- TEXTE SOURCE
┄┄┄┄┄┄
Irrépressible et trop humaine curiosité de découvrir ce que cache le secret royaume des morts, ou ardente et juvénile impatience de retrouver l’âme sœur qu’il pensait détenue à tout jamais au tréfonds des ténèbres éternelles et du silence, Orphée se retourne vers sa bienaimée à l’instant même où il va réaliser son vœu le plus cher : la ramener à la lumière.
Rompu le pacte avec Hadès. Eurydice disparait définitivement dans les brumes de l’Enfer.
Pierre Lacour père – Orphée perdant Eurydice -1805 (Bordeaux)
A moins que, comme veulent nous le faire admettre quelques plumes contemporaines telles que Cocteau – rejoignant ici Offenbach – ou, plus vivement encore, la suédoise Ebba Lindqvist, Eurydice, en femme moderne désireuse de manifester son indépendance, n’ait voulu prendre seule son destin en charge et n’ait délibérément refusé de suivre Orphée, préférant demeurer ombre vouée au silence des abysses plutôt que revenir à la lumière en épouse soumise.
Qui avait dit que je voulais te suivre, Orphée ? Pourquoi étais-tu si sûr de me chercher ici ? De me forcer pas à pas en arrière ?
…
[…] Je choisis de vivre dans l’Hadès. Ce ne fut pas le serpent qui me choisit. Ce fut moi qui choisis le serpent. Je le vis dans la prairie entre les fleurs. Je désirai le venin. D’abord ici, au pays des ténèbres, j’ai la force de vivre.
Giovanni Antonio Burrini – Orphée et Eurydice 1697
En toute hypothèse cependant, que l’on s’en tienne aux interprétations classiques du chant IV des Géorgiques de Virgile et du livre X des Métamorphoses d’Ovide, ou que l’on adopte la vision moderne du mythe recomposé qui accorde une place plus conséquente à une Eurydice devenue, hélas, féministe radicale, notre pauvre Orphée abandonné à son fantasme n’a plus désormais pour compagne et amie que sa lyre.
Avec elle, il chante sa déchirante plainte, « J’ai perdu mon Eurydice », qui, pour aussi belle qu’elle soit, ne changera plus son triste sort de veuf inconsolé. Et c’est en cela sans doute que la mort est belle, qui « seule donne à l’amour son vrai climat », comme le disait Jean Anouilh.
Michael Putz-Richard 19ème
Mais ne pourrait-on pas imaginer, comme on le fit jadis avec le nez de Cléopâtre, le nouveau geste de clémence qu’Hadès eût consenti, ou la métamorphose rétrograde qu’eût subie la moderne Eurydice, si le Dieu ou l’épouse, selon l’hypothèse envisagée, avait entendu la plainte d’Orphée ainsi chantée ?
┄┄┄┄┄┄
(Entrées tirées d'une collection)
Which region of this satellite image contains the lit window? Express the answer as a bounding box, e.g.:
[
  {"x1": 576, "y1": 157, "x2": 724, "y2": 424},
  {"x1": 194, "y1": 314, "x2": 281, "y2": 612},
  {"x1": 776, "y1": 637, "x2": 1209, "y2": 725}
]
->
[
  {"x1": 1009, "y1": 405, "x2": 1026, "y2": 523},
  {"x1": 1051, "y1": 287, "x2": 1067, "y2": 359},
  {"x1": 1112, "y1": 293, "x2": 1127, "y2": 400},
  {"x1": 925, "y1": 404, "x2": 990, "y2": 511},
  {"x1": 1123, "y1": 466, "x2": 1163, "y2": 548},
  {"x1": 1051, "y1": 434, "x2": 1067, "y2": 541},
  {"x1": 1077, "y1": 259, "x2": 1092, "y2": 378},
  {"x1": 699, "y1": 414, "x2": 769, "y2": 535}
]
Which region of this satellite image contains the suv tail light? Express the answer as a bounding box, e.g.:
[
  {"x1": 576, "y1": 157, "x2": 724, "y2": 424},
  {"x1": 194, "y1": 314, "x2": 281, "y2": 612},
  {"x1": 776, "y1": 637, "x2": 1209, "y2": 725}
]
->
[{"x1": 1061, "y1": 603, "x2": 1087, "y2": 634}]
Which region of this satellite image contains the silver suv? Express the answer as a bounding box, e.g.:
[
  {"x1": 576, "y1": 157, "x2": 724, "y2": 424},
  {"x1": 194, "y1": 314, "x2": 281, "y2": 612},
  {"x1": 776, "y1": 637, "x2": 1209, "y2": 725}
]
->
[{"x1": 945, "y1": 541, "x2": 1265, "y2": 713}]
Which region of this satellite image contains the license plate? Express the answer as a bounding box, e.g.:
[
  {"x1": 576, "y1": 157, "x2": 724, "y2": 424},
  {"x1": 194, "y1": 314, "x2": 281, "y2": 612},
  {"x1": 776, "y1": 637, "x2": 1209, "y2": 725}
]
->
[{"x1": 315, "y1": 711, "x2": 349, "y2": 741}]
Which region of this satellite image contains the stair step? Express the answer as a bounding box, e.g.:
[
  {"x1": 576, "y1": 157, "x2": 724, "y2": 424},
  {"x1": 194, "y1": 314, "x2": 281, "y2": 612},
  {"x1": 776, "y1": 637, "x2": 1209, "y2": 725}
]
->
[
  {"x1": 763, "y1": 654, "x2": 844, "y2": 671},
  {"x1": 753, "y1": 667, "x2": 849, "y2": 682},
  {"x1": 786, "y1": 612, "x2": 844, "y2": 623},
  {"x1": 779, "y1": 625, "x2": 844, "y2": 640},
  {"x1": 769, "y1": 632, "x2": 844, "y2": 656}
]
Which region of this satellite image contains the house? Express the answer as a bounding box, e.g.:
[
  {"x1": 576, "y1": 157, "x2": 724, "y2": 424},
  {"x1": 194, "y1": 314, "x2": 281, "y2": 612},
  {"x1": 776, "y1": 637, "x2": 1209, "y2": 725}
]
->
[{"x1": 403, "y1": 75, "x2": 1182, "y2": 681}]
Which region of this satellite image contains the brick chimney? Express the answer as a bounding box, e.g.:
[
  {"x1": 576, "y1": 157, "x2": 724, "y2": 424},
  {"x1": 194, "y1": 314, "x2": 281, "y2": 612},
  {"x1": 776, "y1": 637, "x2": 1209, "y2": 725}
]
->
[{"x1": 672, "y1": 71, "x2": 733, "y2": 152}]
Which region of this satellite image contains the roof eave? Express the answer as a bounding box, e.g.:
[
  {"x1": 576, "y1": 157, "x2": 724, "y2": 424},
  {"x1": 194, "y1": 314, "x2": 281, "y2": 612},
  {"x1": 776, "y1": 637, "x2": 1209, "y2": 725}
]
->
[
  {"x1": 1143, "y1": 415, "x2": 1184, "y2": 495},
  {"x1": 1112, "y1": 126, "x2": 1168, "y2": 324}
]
┄┄┄┄┄┄
- VOS CONSIGNES
Reprenez le passage du texte sur Orphée et Eurydice en partant des mots « A moins que, comme » et en vous arrêtant après « en épouse soumise. ». Remplacez-y « Cocteau » par « Anouilh ».

- TÂCHE ACCOMPLIE
A moins que, comme veulent nous le faire admettre quelques plumes contemporaines telles que Anouilh – rejoignant ici Offenbach – ou, plus vivement encore, la suédoise Ebba Lindqvist, Eurydice, en femme moderne désireuse de manifester son indépendance, n’ait voulu prendre seule son destin en charge et n’ait délibérément refusé de suivre Orphée, préférant demeurer ombre vouée au silence des abysses plutôt que revenir à la lumière en épouse soumise.